** begin Data to use **

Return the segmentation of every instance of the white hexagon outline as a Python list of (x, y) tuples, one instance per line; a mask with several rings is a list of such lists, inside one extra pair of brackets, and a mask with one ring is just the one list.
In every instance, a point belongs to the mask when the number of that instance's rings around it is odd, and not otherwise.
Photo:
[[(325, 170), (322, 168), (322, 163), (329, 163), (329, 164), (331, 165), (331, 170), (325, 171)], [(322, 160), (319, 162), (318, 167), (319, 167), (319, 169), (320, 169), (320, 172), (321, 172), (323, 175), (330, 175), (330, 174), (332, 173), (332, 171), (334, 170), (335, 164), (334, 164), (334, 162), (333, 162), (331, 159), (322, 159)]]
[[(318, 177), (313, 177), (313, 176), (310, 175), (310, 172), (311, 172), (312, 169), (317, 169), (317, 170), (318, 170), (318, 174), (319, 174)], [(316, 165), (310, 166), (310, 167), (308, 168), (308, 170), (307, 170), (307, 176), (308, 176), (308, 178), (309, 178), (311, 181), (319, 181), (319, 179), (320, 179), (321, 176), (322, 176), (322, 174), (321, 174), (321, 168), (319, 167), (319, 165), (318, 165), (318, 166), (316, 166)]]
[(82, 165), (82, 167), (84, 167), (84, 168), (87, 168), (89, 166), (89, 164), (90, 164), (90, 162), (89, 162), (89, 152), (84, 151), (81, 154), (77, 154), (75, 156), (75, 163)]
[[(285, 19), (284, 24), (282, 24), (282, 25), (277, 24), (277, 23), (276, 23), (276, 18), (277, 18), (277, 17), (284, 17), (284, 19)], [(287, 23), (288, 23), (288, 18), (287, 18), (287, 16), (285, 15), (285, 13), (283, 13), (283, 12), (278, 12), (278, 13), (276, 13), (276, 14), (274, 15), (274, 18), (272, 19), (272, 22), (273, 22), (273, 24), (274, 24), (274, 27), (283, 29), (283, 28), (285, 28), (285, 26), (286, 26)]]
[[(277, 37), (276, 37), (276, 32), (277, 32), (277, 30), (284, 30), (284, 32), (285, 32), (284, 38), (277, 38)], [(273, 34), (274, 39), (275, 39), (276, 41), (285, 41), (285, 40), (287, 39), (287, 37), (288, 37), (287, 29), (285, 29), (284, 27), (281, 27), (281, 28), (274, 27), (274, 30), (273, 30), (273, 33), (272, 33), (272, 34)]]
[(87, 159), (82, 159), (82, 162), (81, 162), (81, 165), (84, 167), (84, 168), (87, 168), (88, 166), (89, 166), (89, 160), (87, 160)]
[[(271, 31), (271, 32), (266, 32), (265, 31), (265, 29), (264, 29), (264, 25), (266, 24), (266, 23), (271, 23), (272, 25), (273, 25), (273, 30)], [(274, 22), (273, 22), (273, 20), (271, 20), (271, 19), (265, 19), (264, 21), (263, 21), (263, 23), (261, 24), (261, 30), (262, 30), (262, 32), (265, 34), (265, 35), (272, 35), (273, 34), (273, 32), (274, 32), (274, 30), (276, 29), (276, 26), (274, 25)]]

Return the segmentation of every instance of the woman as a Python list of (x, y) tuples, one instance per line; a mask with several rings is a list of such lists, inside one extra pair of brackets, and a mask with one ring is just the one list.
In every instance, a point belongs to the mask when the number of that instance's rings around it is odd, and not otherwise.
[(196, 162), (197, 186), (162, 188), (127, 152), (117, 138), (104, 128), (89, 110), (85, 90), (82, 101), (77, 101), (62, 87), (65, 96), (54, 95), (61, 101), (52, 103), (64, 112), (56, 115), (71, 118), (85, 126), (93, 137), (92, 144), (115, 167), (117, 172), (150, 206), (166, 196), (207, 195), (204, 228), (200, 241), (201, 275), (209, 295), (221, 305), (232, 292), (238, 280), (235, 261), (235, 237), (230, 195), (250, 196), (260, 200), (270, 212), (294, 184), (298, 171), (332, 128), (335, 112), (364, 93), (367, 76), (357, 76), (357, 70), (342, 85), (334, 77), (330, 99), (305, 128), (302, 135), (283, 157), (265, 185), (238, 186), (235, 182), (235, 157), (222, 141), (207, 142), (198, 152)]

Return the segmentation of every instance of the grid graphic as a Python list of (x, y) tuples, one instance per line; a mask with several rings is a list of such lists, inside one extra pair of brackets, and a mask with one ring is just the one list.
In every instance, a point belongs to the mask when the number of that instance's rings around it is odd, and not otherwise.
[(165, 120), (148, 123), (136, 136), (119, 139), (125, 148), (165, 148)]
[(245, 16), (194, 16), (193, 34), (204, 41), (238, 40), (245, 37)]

** end Data to use **

Requirements:
Scale the items from the line containing "Return the segmentation of every instance of the grid" through the end of the items, and reproduce only those lines, request text included. Multiply every coordinate in the answers by 0.9 and round to whole numbers, with halves rounded up.

Full output:
Return the segmentation of every instance of the grid graphic as a Python list of (x, y) tuples, one instance per line; a mask with several rings is a list of such lists, inside one extra pair of brackets, and a mask with one ring is just the one list.
In every instance, a point belongs to the mask when the number of that instance's rings around it is odd, and not otherwise.
[(149, 108), (133, 111), (122, 122), (107, 125), (113, 133), (149, 133)]
[(221, 14), (175, 14), (174, 31), (184, 37), (214, 36), (221, 33)]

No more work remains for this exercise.